As part of the OASIS XSLT/XPath Conformance Testing project, we are
cataloging all aspects of processor behavior that are allowed to vary
at the discretion of the processor's development team. We also have
identified dozens of gray areas in the spec and passed them to the
W3C Working Group for creation of errata. As a byproduct, the test
suite could probably be used to identify the subset of the XSLT syntax
that is "portable" in the sense that all conformant processors must
behave the same way.

Francis Norton made a remark about a lint-like utility for stylesheets
that has inspired some discussion. I think anything that passed cleanly
would be unrealistically constrained. To summarize, stylesheet portability
would require a tactic for each of the following:
1. Parts of the spec that have broad grants of discretion.
2. Specific grants of discretion that are limited to 2 or 3 options.
3. Gray areas in the spec.
In my OASIS activities, I've been concerned with a strict definition of
conformance, because failing a conformance test would be a bad thing
for any processor. Thus, we cannot enforce "should" verbiage in the
specs, but a more "realistic" lint might do so. We'll examine each of
the above 3 topics in that regard after dealing with one other notion.

David Carlisle wrote:
>But for me, a portable stylesheet doesn't use keys...

I find that absurd! It's going to be hard enough to say that a
portable stylesheet only makes use of mandatory features of the spec
without the additional constraint that the features must actually work
in a set of popular processors. Let OASIS give you the test suite for
conformance, and you can pressure the XSLT vendors to make their
respective processors fully conformant **because you want your fully
portable stylesheet to work** on their processor. Write stylesheets
to the spec, then let them bring their processor up to spec. That's
the whole reason we have vendor-neutral standards. Furthermore, all
the authors of XSLT books want to explain the aspects that are common
to all XSLT processors, serving as guides for writing portable
stylesheets.

Okay, now let's deal with each form of variation that may occur
within fully-conformant XSLT processors.

1. Most of the broad grants of discretion ("should" verbiage) appear
in Chapter 16 of the XSLT spec, concerning output. There are minor(?)

» Given data
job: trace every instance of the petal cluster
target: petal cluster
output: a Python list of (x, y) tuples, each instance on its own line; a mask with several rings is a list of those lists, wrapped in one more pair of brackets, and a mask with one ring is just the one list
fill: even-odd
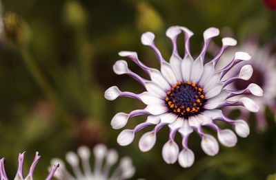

» Exercise aim
Could you restate the XSLT portability text, starting with "2. Specific grants" and going on through "one other notion.", but swap "conformance" for "compliance"?

» Response to this exercise
2. Specific grants of discretion that are limited to 2 or 3 options.
3. Gray areas in the spec.
In my OASIS activities, I've been concerned with a strict definition of
compliance, because failing a compliance test would be a bad thing
for any processor. Thus, we cannot enforce "should" verbiage in the
specs, but a more "realistic" lint might do so. We'll examine each of
the above 3 topics in that regard after dealing with one other notion.